Votre tâche –
Recopiez sans rien changer les lignes des enregistrements, du tout début jusqu'à la ligne contenant "[[[4,546],[0,756],[467,759],[467,451],[250,588]]]", celle-ci comprise.

Extrait de données –
• • •

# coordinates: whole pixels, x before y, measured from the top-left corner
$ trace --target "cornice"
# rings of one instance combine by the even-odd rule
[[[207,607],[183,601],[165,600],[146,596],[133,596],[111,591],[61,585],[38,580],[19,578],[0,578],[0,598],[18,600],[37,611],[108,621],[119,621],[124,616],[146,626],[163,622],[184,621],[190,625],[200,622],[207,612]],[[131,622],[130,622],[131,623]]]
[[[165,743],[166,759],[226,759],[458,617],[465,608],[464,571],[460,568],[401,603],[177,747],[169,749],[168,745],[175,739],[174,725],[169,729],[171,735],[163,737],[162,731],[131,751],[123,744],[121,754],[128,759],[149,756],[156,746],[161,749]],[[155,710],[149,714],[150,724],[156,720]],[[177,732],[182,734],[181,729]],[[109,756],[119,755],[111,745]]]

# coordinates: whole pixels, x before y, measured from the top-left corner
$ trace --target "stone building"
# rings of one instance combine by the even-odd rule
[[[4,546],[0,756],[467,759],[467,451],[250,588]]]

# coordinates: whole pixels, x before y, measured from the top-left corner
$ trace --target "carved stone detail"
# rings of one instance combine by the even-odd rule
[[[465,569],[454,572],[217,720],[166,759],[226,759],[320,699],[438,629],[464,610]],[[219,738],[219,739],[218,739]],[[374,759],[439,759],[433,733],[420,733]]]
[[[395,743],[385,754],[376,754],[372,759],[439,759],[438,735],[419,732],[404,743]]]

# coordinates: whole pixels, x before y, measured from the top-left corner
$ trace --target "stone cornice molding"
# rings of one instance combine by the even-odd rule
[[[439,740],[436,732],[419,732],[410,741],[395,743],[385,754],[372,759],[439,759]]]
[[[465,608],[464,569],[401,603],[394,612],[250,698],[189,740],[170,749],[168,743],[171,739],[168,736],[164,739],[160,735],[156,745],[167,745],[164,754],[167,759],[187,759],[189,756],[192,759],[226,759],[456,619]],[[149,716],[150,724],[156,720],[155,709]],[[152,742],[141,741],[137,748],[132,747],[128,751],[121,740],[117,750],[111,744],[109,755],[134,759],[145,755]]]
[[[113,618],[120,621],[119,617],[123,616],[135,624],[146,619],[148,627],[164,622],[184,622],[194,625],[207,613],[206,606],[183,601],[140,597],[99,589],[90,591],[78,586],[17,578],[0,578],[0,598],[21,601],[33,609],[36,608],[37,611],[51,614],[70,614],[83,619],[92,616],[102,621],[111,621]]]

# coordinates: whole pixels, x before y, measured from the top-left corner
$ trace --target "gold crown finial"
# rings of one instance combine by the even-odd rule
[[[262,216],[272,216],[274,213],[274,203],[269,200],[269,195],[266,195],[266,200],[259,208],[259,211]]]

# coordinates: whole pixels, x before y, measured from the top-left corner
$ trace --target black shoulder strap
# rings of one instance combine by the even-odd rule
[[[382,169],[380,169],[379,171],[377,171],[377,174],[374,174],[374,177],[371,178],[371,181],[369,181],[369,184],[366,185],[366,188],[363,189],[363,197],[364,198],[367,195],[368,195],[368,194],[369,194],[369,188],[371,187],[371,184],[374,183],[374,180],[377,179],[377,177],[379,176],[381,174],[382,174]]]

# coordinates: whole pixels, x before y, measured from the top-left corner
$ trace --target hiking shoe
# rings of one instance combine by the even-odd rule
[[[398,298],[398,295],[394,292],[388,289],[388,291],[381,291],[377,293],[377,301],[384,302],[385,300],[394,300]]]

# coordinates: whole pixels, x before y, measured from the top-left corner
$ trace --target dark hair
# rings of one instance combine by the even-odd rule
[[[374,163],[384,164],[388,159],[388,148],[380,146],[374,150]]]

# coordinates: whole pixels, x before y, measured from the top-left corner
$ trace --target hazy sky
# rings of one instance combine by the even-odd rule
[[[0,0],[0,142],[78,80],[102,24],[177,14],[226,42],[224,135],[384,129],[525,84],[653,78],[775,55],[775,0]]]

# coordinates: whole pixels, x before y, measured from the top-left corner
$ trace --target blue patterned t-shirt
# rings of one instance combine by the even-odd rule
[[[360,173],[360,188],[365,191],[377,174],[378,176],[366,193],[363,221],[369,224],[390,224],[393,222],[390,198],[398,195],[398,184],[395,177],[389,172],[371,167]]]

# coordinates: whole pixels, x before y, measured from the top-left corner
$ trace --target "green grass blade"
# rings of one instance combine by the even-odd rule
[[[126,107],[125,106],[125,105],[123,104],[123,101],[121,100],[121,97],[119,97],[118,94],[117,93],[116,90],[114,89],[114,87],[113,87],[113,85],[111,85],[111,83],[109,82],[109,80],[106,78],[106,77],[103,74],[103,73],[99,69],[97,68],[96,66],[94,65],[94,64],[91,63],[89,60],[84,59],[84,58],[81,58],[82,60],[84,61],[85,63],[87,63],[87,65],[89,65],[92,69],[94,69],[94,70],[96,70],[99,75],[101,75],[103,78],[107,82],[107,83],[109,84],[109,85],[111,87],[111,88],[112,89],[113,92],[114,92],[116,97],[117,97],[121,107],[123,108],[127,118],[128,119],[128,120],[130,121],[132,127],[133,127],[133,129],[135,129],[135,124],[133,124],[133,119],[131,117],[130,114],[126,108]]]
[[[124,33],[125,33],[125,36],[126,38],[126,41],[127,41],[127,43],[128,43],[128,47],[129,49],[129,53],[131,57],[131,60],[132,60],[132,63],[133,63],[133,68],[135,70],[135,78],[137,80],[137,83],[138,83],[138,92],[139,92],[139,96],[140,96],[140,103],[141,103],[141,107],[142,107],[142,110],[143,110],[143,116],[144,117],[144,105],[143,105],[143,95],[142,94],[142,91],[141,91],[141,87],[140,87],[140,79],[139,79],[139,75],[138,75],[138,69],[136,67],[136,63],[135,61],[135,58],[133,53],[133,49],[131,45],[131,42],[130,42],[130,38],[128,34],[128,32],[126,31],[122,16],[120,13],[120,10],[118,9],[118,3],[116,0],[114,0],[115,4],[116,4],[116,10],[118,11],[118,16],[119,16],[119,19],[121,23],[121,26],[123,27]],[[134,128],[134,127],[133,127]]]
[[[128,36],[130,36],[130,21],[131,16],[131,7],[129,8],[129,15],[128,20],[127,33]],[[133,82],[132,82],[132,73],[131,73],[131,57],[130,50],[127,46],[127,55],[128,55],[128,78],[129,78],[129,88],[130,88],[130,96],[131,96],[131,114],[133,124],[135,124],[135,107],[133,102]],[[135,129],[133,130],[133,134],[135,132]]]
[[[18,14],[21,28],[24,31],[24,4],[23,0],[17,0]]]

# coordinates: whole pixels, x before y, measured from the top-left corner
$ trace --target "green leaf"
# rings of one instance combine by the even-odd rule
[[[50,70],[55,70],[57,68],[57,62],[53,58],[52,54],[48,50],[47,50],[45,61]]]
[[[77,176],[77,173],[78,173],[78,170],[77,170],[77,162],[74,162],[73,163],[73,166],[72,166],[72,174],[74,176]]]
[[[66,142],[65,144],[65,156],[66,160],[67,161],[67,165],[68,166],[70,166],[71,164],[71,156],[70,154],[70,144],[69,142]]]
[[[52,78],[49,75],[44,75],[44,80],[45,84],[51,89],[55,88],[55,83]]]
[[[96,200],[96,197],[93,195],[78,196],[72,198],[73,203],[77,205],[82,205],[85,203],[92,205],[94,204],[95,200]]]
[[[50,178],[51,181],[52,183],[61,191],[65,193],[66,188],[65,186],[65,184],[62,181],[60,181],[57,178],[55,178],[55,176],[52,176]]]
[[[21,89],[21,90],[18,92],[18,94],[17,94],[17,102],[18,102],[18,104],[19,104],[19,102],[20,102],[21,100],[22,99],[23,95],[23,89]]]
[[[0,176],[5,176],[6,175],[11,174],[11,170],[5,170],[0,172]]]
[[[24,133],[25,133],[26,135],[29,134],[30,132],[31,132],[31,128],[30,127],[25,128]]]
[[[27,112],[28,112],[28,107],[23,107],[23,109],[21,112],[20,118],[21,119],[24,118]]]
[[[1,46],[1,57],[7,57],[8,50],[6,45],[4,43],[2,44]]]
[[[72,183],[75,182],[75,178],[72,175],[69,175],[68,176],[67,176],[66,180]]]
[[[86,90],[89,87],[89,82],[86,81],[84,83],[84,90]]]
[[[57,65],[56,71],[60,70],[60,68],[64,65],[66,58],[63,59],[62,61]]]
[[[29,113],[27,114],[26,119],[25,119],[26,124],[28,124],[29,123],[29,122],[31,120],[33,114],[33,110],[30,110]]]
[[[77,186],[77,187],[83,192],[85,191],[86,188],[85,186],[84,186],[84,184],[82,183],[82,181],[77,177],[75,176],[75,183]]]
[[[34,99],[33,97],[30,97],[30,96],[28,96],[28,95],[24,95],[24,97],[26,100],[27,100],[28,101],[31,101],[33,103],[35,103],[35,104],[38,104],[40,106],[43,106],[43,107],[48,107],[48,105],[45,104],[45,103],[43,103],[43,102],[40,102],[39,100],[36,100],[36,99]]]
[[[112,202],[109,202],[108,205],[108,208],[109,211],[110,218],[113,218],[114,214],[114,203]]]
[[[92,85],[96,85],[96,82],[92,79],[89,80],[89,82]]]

• • •

Réponse rédigée –
# coordinates: whole pixels, x before y, measured from the top-left corner
$ trace --target "cornice"
# rings of one instance combine by the even-odd rule
[[[207,607],[183,601],[165,600],[146,596],[133,596],[111,591],[61,585],[38,580],[19,578],[0,578],[0,598],[18,600],[37,611],[108,621],[119,621],[124,616],[146,626],[163,622],[184,621],[190,625],[200,622],[207,612]],[[131,622],[130,622],[131,623]]]
[[[165,743],[166,759],[226,759],[458,617],[465,608],[464,571],[460,568],[401,603],[177,747],[169,749],[168,745],[175,739],[174,725],[169,729],[171,735],[163,737],[162,731],[131,751],[123,744],[121,754],[128,759],[149,756],[156,746],[161,749]],[[155,710],[149,714],[150,724],[156,720]],[[177,732],[182,734],[181,729]],[[109,756],[119,755],[111,745]]]

# coordinates: whole pixels, x before y, measured from the top-left corner
$ trace --target "stone building"
# rings of one instance combine by the even-odd rule
[[[4,546],[0,756],[467,759],[467,451],[250,588]]]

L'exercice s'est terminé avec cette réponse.